▶ **The task**
Output all of the records exactly as written.

- - -

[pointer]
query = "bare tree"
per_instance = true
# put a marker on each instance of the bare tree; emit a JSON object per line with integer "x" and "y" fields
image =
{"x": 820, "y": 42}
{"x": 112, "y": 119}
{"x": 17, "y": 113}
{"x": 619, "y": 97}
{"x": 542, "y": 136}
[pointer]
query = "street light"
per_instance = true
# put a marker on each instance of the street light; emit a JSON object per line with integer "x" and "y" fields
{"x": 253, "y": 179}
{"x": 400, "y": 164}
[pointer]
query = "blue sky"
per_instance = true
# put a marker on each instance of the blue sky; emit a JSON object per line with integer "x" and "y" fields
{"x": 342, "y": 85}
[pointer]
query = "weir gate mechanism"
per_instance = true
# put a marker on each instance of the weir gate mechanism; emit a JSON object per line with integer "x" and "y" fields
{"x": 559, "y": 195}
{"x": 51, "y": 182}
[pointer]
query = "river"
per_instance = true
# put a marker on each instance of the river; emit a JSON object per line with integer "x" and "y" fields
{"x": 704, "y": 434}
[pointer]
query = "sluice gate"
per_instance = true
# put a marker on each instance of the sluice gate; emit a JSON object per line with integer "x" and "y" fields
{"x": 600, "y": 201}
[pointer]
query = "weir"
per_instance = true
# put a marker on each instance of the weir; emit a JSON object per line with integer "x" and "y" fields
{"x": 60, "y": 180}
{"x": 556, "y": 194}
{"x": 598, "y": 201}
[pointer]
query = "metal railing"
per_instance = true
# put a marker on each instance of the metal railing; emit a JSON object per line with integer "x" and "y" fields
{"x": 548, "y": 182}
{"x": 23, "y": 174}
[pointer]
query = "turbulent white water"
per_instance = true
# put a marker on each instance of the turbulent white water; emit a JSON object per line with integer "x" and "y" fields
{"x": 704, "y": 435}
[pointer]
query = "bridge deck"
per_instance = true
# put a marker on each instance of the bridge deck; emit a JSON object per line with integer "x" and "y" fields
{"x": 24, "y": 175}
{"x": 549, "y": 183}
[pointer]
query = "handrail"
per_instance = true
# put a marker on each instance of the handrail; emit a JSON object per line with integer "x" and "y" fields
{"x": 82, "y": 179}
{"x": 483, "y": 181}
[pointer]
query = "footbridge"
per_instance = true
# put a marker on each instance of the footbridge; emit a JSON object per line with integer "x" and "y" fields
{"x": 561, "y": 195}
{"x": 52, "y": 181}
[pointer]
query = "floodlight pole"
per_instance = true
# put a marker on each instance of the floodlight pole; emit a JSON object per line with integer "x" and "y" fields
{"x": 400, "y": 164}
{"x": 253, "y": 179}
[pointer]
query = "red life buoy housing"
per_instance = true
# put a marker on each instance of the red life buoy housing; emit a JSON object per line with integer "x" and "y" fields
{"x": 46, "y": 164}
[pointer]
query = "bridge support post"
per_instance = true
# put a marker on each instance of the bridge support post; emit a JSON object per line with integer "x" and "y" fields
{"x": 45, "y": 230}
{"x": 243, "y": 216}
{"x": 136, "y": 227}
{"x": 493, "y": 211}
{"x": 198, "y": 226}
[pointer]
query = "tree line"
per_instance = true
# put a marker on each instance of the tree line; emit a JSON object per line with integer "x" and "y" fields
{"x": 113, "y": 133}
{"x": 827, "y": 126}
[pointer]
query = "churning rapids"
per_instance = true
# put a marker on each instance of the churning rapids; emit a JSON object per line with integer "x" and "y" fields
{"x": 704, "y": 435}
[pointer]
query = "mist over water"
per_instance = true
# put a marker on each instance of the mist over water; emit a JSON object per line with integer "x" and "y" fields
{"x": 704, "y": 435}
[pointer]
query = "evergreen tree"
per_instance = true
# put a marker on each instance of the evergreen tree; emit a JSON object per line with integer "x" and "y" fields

- - -

▶ **Exercise answer**
[pointer]
query = "bare tree"
per_instance = true
# put a marker on each instance of the bare tree; emit a JSON object per line with integer "x" and "y" fields
image =
{"x": 820, "y": 42}
{"x": 112, "y": 119}
{"x": 17, "y": 113}
{"x": 619, "y": 97}
{"x": 542, "y": 136}
[pointer]
query = "street light"
per_instance = true
# put a marker on each instance of the street light; emit a JSON object per line with integer "x" and "y" fields
{"x": 253, "y": 179}
{"x": 400, "y": 164}
[pointer]
query = "blue sky"
per_instance = true
# put a marker on each instance of the blue sky; emit a JSON object per line with integer "x" and "y" fields
{"x": 342, "y": 85}
[pointer]
query = "weir gate mechanism"
per_instance = true
# put a marker on each instance of the weir gate mechanism; emit a JSON object per line with integer "x" and "y" fields
{"x": 559, "y": 195}
{"x": 51, "y": 182}
[pointer]
query = "river"
per_instance = true
# put a marker on each instance of the river; emit a JSON object per line with integer "x" and "y" fields
{"x": 704, "y": 434}
[pointer]
query = "sluice gate"
per_instance = true
# put a marker on each instance of the sluice gate; emit a JSON object per line with integer "x" and "y" fields
{"x": 600, "y": 201}
[pointer]
query = "weir"
per_instance = true
# put a marker on each instance of the weir; emit a JSON object per line with integer "x" and "y" fields
{"x": 60, "y": 180}
{"x": 556, "y": 194}
{"x": 598, "y": 201}
[pointer]
query = "metal railing"
per_instance = true
# put a marker on each instance of the metal railing; emit a JSON object per line with integer "x" and "y" fields
{"x": 548, "y": 182}
{"x": 23, "y": 174}
[pointer]
query = "turbulent white water"
per_instance = true
# put a marker on each instance of the turbulent white water; emit a JSON object per line with integer "x" and "y" fields
{"x": 704, "y": 435}
[pointer]
query = "bridge deck"
per_instance = true
# put a marker on each instance of the bridge deck; emit a JSON object per line with integer "x" and "y" fields
{"x": 24, "y": 175}
{"x": 549, "y": 183}
[pointer]
query = "handrail"
per_instance = true
# put a marker on each instance of the handrail; emit a JSON object per line with integer "x" and "y" fields
{"x": 82, "y": 179}
{"x": 483, "y": 181}
[pointer]
query = "footbridge"
per_instance = true
# put a marker on each instance of the footbridge; emit a JSON object per line with integer "x" and "y" fields
{"x": 561, "y": 195}
{"x": 52, "y": 181}
[pointer]
query = "floodlight pole"
per_instance = true
# put a marker on each instance of the floodlight pole; emit a JSON object per line with integer "x" and "y" fields
{"x": 400, "y": 164}
{"x": 253, "y": 179}
[pointer]
query = "red life buoy housing"
per_instance = true
# put a marker on each instance of the red life buoy housing; emit a JSON object per line with integer "x" and "y" fields
{"x": 46, "y": 164}
[pointer]
query = "bridge support post"
per_instance = true
# put a marker on each instance of the bridge support post; emit a JSON object per line with integer "x" and "y" fields
{"x": 45, "y": 230}
{"x": 243, "y": 216}
{"x": 136, "y": 227}
{"x": 493, "y": 211}
{"x": 198, "y": 226}
[pointer]
query = "tree line"
per_instance = true
# put a marker on each instance of the tree line; emit a JSON object per line with integer "x" and "y" fields
{"x": 113, "y": 133}
{"x": 827, "y": 126}
[pointer]
query = "churning rapids"
per_instance = true
# put a marker on each instance of the churning rapids; emit a JSON object per line with integer "x" and "y" fields
{"x": 704, "y": 435}
[pointer]
query = "mist over water"
per_instance = true
# put a marker on each instance of the mist over water; emit a JSON object per line with integer "x" and "y" fields
{"x": 704, "y": 435}
[pointer]
query = "evergreen tree"
per_instance = true
# put a marker on each instance of the evergreen tree; emit a JSON object per line with integer "x" and "y" fields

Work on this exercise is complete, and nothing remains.